Work instruction 1:
Translate this sentence from the passage on Torre le Nocelle into Italian: "Each and every moment has been extraordinary."
Work instruction 2:
Revise the passage on Torre le Nocelle by giving everything from "In the mid to" down to "and her siblings." with "emigrated" replaced by "moved".

After a few glorious days in Quadrelle and help from Joe and his son Giovanni, it was time to rent a car and head east to Torre le Nocelle to visit my great-grandmother’s home.

So far, as would be expected in Italy, I had seen Roman ruins, Medieval castles, dairy sheep, ancient churches, and consumed copious amounts of excellent food and wine. Each and every moment has been extraordinary. However, the main purpose of this journey is to visit Torre le Nocelle, where my bisnonna, my great-grandmother was born.

Migration of Torresi:

In the mid to late 1800’s, during the migration out of southern Italy to Ellis Island and other ports of entry, many of the Torresi settled in The North End, Boston’s Italian section. My great-grandparents emigrated there and raised their family of 6, including my grandmother and her siblings.

Thanks to the blogosphere, I found Florindo Cirignano, a life-long resident of Torre le Nocelle who has become the collector and master of Torresi genealogy and lore. He has written two books on the subject and knows everyone and everything about the village going back many centuries. He truly is the salt of the earth. I had been emailing Florindo for several months prior to my journey, and he has been enormously helpful. He helped me find the most beautiful accommodations just 5 minutes away from the town center of Torre le Nocelle.

(Stored items from a collection)

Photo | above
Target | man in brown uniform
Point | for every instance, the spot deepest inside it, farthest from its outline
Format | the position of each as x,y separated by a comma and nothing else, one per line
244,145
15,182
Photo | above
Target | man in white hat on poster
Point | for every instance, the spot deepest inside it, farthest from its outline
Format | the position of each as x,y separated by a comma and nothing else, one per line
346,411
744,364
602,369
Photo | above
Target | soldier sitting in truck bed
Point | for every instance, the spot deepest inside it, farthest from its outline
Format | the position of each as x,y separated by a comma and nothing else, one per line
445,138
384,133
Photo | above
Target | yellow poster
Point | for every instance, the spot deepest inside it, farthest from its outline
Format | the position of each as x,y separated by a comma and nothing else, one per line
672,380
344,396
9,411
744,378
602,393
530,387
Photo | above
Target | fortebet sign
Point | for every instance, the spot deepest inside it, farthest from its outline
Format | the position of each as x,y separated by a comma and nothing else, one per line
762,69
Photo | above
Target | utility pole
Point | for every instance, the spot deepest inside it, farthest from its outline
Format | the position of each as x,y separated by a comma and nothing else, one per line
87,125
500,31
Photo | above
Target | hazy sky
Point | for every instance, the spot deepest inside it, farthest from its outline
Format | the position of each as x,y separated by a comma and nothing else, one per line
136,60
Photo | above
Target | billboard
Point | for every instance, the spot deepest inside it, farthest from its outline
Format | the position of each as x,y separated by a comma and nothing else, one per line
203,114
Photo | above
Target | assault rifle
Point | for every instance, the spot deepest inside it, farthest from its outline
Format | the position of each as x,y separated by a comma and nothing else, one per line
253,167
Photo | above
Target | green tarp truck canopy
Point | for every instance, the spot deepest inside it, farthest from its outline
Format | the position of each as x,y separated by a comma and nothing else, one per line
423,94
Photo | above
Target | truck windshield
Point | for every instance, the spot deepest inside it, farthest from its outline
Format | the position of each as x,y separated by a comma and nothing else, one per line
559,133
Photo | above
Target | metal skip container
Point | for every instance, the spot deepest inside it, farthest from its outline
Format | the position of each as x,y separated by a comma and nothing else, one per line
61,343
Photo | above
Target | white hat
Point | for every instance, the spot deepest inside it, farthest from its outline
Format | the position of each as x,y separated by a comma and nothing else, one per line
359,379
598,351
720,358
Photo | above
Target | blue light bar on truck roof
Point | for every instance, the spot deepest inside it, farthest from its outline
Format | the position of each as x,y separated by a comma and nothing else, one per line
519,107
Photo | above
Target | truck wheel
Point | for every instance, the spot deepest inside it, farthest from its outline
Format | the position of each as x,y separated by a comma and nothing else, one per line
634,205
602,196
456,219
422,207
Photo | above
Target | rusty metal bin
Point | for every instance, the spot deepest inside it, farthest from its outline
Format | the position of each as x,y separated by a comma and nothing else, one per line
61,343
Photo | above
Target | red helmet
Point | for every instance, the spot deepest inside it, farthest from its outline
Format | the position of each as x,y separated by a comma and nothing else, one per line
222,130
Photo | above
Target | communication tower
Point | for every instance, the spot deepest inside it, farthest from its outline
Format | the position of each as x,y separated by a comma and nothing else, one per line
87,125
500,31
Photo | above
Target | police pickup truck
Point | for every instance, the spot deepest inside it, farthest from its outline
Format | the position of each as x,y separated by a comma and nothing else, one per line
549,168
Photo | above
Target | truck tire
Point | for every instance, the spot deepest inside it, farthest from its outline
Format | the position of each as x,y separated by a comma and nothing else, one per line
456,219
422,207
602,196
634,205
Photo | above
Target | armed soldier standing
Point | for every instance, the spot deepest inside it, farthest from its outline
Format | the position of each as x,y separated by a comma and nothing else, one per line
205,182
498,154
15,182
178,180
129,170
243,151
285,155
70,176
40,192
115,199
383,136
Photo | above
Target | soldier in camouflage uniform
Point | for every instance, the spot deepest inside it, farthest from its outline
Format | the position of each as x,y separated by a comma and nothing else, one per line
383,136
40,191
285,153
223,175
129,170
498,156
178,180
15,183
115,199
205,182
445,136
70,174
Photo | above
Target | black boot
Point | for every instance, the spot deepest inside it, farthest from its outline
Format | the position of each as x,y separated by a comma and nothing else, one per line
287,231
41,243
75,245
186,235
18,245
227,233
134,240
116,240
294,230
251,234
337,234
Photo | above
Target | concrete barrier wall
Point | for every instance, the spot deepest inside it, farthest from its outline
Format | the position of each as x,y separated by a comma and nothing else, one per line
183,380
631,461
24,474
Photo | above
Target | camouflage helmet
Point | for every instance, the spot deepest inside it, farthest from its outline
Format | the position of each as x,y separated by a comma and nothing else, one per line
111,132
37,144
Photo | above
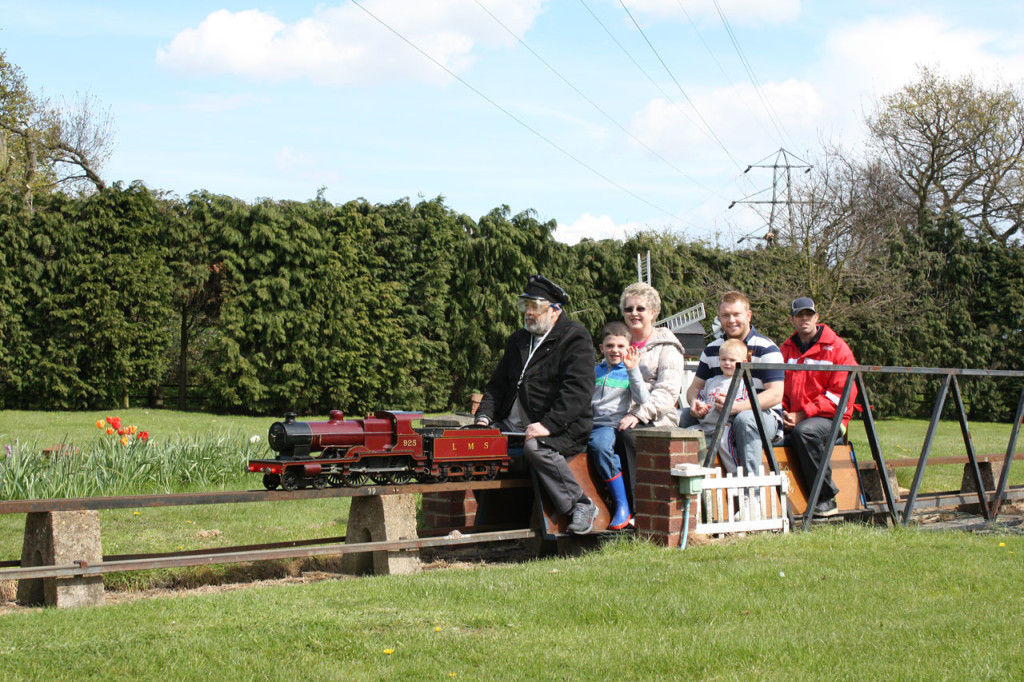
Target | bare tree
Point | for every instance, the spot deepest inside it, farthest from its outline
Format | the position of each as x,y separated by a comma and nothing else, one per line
955,146
48,146
844,217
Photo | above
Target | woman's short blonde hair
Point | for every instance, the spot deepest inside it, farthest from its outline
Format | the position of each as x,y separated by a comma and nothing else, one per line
645,292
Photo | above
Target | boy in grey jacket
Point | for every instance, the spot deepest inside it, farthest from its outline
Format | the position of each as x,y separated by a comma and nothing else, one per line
619,385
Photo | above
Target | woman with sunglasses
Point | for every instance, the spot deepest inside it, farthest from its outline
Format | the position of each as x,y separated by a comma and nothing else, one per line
662,369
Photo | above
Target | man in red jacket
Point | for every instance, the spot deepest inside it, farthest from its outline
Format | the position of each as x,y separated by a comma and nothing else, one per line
810,398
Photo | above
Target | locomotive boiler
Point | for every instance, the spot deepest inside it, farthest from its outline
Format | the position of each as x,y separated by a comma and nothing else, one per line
383,448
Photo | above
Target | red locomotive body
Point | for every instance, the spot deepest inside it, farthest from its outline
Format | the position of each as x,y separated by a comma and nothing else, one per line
383,448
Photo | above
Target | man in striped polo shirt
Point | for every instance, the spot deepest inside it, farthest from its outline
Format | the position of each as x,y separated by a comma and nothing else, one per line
734,314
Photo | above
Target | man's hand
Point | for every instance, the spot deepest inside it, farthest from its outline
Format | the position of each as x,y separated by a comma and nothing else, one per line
699,409
628,422
791,419
537,430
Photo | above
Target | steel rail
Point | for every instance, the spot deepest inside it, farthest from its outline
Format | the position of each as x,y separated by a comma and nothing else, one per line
237,497
83,568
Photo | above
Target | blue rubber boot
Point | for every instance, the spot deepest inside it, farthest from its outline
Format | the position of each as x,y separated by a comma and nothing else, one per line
622,516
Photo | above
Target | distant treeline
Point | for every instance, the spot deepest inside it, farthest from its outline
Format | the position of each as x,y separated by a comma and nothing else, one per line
274,305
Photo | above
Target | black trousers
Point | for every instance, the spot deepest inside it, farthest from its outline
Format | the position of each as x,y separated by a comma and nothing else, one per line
554,475
808,441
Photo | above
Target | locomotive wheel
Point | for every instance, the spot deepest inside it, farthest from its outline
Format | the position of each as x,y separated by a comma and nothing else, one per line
355,479
289,481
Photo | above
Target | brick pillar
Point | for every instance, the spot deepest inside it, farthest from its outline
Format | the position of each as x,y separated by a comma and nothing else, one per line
58,539
658,505
445,510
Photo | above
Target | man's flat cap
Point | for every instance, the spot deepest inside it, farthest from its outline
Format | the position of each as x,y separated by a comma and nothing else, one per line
540,287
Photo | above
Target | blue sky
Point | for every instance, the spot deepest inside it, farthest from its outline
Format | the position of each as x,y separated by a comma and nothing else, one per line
562,107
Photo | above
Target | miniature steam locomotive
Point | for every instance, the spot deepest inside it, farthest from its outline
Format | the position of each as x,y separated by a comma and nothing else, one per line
383,448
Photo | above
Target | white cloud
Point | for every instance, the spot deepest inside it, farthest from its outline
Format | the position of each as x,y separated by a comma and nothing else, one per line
750,12
593,227
678,132
344,44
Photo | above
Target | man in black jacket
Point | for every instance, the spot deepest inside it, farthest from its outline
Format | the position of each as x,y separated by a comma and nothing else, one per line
543,386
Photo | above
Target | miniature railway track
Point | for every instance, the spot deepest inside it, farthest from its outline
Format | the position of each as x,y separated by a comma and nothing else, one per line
236,497
283,550
255,553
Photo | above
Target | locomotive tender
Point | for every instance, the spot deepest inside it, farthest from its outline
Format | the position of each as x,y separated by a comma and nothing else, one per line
383,448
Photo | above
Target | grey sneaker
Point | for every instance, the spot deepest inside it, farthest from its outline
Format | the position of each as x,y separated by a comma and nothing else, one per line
825,508
584,514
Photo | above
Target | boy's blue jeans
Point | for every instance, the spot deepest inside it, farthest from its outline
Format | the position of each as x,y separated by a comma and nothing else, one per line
602,452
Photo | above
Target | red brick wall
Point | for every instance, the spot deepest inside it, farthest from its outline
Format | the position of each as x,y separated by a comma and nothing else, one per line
658,505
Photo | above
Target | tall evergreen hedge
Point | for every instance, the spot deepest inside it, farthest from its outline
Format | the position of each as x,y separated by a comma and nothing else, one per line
127,295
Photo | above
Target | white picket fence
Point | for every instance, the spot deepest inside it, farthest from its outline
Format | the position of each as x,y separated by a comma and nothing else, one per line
740,504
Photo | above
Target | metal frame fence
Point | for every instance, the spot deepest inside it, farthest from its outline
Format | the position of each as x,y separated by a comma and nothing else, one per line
856,376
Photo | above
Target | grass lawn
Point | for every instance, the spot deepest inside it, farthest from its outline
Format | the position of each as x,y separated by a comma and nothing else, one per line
838,602
904,438
44,429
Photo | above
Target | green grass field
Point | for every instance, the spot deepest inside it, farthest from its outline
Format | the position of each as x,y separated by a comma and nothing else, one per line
839,602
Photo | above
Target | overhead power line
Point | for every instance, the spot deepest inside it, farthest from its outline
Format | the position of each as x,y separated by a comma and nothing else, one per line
593,103
707,126
754,80
512,116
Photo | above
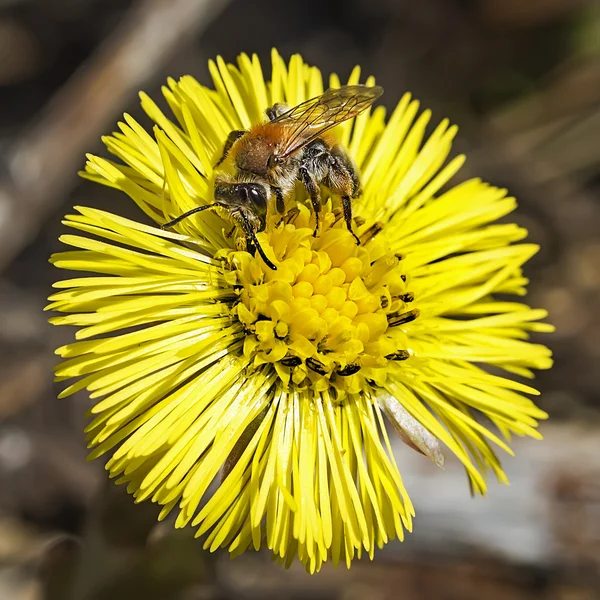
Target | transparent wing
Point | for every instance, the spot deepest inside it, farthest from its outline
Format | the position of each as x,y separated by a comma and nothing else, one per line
311,118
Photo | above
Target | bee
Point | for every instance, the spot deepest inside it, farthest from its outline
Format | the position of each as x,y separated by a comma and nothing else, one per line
295,144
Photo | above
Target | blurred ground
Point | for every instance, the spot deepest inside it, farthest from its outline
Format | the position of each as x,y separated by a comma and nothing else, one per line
522,79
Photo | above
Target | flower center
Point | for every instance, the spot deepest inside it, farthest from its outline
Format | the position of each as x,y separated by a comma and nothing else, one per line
331,314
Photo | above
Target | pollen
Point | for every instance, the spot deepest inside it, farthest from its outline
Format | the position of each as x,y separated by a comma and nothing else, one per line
331,315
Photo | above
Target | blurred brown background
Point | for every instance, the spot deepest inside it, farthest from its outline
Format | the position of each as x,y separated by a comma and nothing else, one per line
520,77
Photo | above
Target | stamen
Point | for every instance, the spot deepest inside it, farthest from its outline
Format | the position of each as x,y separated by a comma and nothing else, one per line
316,365
368,235
400,319
408,297
399,355
348,370
291,361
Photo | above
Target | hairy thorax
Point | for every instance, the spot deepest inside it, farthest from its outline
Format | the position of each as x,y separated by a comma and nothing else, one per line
253,150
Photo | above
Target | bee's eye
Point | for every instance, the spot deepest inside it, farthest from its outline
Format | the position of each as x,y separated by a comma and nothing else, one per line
257,196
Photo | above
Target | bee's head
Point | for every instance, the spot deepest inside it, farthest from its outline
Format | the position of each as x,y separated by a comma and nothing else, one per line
250,196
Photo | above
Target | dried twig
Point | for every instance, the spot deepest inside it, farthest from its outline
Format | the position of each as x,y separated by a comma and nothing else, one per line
41,165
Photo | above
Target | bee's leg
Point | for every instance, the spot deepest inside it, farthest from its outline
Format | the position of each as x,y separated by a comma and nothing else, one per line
279,201
232,138
343,178
347,206
254,240
275,111
312,187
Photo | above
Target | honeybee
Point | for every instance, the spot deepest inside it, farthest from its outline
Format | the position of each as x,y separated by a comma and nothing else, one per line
293,145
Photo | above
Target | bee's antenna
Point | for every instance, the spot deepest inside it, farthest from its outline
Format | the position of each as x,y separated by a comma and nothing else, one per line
255,241
246,224
189,213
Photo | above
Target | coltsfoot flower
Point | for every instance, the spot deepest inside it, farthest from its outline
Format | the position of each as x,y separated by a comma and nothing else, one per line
206,366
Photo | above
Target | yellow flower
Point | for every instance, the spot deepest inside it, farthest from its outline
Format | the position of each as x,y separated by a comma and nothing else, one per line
207,367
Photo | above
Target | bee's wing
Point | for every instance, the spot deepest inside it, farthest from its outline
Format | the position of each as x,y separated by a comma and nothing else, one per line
310,119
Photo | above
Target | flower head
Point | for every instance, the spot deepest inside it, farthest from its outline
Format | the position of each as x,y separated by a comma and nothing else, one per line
205,365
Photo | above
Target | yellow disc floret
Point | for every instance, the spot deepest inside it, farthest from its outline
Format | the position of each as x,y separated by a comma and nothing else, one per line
329,315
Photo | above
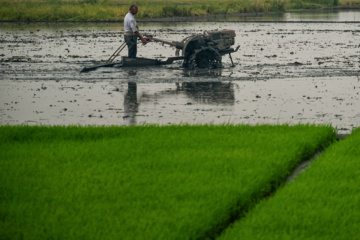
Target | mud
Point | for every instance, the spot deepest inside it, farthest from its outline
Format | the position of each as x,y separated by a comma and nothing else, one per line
284,73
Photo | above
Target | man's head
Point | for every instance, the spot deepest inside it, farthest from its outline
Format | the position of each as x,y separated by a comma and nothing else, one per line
133,9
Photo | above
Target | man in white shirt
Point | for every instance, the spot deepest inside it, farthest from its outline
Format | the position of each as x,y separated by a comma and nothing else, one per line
131,31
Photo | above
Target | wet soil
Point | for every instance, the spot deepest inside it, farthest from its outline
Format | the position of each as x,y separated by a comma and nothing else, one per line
284,73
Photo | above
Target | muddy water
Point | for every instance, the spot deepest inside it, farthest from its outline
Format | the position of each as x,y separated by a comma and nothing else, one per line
285,73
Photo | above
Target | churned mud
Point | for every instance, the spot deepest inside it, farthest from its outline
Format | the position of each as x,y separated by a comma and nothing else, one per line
284,73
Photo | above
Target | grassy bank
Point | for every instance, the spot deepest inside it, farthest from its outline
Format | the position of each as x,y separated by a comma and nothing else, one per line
115,10
323,203
145,182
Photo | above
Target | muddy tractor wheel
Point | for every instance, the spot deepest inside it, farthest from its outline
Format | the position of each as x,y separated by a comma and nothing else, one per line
205,57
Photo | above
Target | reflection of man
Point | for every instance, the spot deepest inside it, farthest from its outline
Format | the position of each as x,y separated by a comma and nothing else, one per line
131,31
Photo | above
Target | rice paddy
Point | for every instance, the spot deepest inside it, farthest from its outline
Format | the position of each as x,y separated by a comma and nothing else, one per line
111,10
143,182
322,203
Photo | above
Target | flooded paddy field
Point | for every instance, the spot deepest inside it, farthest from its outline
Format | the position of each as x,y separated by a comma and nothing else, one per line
285,72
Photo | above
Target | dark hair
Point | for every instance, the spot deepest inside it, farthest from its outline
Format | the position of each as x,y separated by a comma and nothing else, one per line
132,6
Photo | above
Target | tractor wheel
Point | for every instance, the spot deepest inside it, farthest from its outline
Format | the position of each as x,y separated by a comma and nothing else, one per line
205,57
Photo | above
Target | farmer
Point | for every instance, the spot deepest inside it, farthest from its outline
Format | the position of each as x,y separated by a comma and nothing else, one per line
131,31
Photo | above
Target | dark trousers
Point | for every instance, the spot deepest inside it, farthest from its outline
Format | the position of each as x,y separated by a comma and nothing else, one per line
132,46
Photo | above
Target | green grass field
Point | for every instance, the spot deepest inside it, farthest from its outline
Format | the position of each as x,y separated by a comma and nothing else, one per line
322,203
115,10
144,182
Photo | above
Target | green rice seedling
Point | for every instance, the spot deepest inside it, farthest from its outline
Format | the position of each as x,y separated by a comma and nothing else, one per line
113,10
322,203
142,182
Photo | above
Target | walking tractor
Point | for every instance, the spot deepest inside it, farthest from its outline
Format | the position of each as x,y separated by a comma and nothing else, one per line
196,51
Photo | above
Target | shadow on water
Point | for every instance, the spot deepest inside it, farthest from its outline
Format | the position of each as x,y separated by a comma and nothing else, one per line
209,92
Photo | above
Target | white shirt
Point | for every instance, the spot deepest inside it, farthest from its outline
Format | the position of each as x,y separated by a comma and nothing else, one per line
130,25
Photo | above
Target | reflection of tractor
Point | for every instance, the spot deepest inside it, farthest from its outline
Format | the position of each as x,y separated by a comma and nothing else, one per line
197,51
204,50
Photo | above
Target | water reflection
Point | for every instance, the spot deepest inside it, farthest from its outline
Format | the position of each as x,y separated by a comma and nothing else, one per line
131,106
209,92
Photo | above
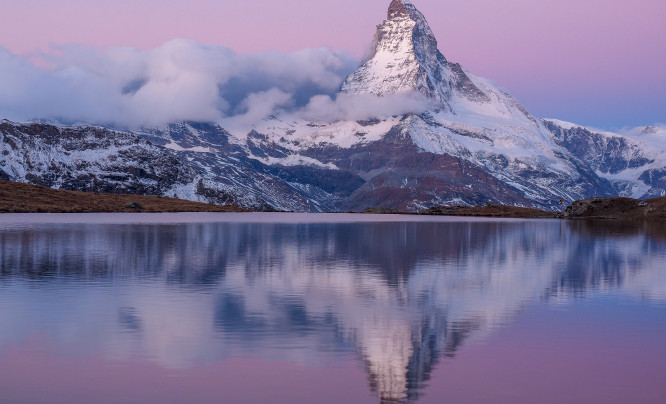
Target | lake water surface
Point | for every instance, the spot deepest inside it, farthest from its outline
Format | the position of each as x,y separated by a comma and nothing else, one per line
291,308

Written response 1:
Ogni singolo momento è stato straordinario.

Written response 2:
In the mid to late 1800’s, during the migration out of southern Italy to Ellis Island and other ports of entry, many of the Torresi settled in The North End, Boston’s Italian section. My great-grandparents moved there and raised their family of 6, including my grandmother and her siblings.